Retype exactly the lines from the line with "jeans shown in the photo above." to the end of the data, keeping both boundary lines.

--------------------------------------------------

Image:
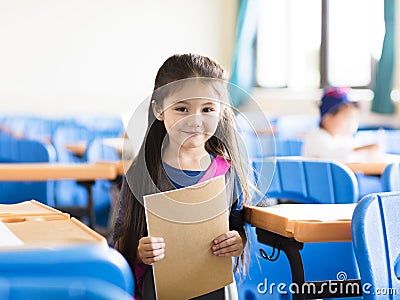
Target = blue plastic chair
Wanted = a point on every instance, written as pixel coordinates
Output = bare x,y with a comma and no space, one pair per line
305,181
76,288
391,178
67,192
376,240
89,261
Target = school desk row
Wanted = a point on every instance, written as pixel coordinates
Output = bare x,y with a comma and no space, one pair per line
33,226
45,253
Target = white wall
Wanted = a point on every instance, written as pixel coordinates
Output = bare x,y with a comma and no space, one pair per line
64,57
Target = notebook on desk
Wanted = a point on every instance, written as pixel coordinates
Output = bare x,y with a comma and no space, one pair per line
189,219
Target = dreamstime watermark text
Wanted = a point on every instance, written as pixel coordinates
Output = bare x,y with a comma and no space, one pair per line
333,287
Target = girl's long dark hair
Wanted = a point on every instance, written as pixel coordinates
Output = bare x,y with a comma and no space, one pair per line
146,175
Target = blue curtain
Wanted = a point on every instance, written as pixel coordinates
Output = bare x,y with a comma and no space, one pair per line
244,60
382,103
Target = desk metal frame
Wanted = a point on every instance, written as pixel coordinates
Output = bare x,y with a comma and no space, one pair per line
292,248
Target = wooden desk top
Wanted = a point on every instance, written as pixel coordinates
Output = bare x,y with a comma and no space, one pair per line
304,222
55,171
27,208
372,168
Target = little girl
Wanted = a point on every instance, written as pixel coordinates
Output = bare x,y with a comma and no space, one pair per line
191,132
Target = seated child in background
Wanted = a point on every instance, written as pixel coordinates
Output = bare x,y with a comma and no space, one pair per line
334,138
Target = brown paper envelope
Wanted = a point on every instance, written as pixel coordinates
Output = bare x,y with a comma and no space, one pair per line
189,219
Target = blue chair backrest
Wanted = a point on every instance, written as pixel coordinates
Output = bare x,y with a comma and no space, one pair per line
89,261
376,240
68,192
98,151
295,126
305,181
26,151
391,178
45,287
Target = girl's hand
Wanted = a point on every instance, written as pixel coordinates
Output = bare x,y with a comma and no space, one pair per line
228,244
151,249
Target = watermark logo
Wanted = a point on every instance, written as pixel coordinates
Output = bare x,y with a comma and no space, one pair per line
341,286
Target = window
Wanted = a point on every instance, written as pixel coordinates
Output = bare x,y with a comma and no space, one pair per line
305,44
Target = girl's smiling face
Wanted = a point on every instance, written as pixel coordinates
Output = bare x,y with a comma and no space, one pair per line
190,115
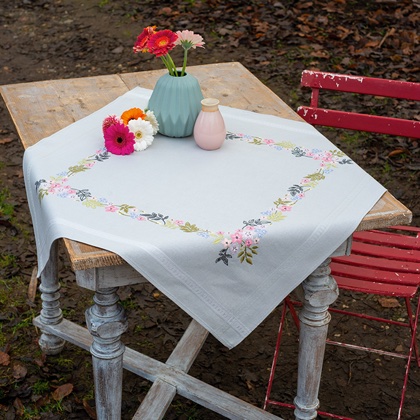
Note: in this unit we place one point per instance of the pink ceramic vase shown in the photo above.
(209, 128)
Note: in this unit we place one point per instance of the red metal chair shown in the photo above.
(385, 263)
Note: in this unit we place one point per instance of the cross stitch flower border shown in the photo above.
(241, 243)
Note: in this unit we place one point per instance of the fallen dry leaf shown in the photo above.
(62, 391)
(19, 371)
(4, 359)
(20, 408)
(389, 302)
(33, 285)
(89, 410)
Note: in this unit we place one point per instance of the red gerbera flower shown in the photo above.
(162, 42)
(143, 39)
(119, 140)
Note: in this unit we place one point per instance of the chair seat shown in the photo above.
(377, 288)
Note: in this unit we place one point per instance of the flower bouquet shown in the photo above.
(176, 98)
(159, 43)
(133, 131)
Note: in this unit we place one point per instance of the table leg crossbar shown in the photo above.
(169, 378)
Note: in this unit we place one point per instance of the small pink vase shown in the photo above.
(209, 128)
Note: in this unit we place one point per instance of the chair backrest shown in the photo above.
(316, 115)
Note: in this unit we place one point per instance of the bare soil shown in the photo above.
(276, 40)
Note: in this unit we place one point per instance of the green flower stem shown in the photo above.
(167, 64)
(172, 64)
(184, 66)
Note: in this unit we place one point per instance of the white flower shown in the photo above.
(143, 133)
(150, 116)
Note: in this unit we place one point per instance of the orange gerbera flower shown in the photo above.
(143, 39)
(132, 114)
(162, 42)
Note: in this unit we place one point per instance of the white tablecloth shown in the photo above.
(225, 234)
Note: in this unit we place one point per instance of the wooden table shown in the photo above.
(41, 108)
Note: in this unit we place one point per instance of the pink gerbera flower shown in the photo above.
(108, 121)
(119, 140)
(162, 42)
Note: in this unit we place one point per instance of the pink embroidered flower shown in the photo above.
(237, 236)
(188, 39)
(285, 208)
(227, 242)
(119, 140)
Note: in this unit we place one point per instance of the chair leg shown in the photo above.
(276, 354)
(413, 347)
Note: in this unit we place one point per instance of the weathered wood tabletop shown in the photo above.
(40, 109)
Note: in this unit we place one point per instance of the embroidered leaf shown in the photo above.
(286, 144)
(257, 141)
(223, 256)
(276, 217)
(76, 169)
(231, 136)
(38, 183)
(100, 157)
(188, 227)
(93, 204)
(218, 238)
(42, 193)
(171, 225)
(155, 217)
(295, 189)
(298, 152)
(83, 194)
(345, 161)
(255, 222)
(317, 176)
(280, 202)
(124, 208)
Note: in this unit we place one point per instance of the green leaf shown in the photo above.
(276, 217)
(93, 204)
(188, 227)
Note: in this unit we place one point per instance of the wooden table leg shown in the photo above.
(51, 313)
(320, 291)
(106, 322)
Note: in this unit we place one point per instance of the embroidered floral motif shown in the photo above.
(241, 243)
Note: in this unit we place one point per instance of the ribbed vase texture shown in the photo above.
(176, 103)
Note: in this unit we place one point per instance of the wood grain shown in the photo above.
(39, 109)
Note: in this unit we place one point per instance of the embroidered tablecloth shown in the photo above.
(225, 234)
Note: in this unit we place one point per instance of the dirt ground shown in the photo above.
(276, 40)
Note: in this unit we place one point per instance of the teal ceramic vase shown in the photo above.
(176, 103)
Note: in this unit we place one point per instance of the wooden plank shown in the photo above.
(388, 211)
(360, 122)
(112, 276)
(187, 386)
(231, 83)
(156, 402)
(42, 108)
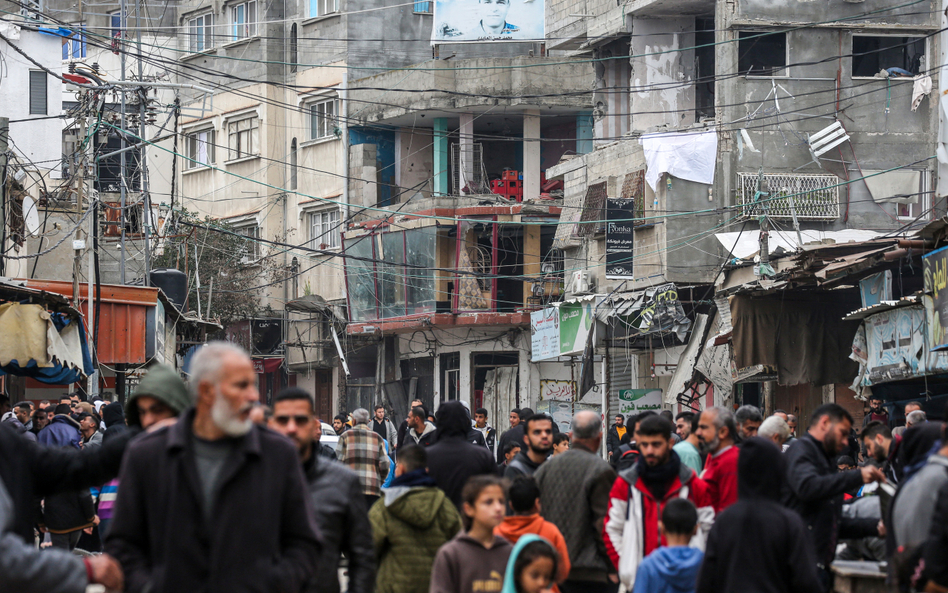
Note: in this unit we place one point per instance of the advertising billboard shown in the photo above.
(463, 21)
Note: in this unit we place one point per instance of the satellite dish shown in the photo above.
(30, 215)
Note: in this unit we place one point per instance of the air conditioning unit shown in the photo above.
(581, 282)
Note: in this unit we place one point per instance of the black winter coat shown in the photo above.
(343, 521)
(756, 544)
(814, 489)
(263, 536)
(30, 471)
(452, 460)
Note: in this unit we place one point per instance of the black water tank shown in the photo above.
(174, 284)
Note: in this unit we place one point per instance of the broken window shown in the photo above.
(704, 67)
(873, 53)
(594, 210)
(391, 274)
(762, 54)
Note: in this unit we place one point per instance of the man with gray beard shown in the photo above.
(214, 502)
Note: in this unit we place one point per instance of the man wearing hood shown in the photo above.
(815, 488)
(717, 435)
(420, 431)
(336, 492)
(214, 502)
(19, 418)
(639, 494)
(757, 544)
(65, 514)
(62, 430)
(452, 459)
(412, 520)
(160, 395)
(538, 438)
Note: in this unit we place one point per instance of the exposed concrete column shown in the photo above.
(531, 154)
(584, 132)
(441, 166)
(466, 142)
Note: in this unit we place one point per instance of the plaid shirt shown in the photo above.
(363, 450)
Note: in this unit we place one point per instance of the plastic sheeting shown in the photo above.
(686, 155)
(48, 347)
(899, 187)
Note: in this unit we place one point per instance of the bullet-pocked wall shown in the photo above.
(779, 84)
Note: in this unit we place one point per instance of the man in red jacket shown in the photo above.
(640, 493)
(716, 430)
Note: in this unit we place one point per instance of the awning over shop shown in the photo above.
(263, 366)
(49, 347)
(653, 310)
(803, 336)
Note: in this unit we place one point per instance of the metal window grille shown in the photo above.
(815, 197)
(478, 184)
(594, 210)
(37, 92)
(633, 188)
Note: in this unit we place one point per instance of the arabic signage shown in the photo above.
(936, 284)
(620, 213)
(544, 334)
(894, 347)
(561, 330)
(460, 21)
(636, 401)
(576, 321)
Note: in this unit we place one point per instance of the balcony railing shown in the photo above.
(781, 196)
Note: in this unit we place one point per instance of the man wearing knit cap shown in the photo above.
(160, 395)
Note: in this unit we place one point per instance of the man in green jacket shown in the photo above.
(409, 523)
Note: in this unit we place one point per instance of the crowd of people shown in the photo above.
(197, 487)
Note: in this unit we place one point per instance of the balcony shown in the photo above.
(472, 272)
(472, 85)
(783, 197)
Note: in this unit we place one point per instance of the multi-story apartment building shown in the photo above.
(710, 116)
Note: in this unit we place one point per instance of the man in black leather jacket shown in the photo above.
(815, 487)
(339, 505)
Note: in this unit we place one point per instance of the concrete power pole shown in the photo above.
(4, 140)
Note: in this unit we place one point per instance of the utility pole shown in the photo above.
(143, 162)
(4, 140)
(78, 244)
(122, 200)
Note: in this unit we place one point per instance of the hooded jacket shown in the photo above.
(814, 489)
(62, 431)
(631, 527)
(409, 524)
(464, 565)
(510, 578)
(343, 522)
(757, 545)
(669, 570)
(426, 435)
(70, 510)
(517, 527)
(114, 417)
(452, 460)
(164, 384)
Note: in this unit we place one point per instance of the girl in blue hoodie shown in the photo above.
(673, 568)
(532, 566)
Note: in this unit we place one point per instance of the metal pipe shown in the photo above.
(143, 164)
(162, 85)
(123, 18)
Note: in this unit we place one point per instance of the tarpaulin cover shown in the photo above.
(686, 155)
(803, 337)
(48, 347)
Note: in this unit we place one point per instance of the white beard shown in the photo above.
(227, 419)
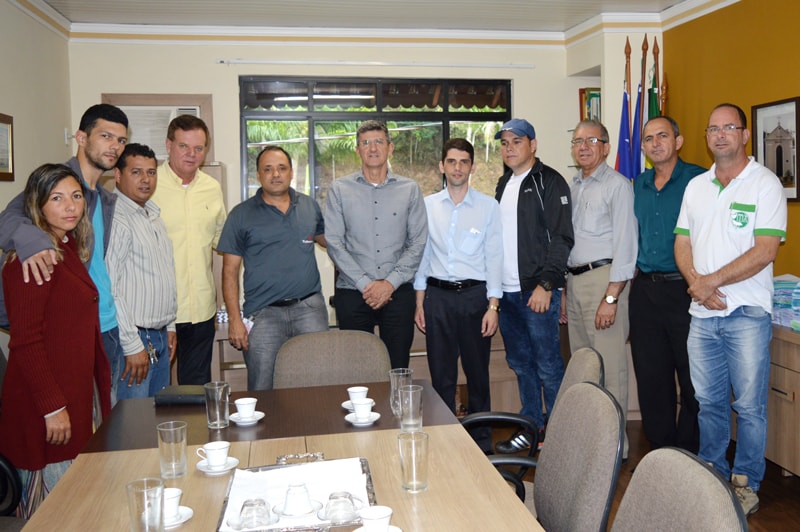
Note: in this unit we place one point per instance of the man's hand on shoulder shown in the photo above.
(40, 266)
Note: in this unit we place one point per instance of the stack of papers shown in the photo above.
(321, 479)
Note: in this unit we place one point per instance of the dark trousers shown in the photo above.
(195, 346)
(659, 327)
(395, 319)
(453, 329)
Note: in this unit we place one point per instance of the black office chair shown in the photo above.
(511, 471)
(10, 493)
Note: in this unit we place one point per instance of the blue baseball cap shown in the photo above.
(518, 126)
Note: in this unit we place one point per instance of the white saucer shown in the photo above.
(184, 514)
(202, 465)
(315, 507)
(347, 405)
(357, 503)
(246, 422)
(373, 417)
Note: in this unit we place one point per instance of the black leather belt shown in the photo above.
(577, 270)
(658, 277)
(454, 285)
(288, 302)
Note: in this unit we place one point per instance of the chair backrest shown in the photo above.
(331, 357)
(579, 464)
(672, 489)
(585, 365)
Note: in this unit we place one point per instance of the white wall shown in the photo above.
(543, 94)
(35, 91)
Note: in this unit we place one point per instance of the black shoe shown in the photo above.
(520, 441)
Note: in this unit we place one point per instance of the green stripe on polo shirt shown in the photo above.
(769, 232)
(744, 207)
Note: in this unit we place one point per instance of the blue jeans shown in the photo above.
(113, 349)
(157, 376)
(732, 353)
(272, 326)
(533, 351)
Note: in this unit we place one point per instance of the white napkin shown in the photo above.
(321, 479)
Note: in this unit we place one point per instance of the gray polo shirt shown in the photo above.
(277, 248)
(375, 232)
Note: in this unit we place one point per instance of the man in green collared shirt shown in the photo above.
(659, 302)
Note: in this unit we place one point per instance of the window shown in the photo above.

--------------------------------------------------

Reply to the exercise
Note: in this unit we place one point per instance of the blue jeans shown in the photo above.
(113, 349)
(157, 376)
(732, 353)
(272, 326)
(533, 351)
Note: in this unit we place one point per instance of the white napkin shown in the photo above.
(321, 479)
Note: in this unit we place one point per instance of the gray polo shirt shown in the photo above.
(277, 248)
(375, 232)
Note: in this unit we place one point per instance of the man in green collared shirt shown in the photo above.
(659, 302)
Note: in this unit we place one point per instance of the window shown in the photo above.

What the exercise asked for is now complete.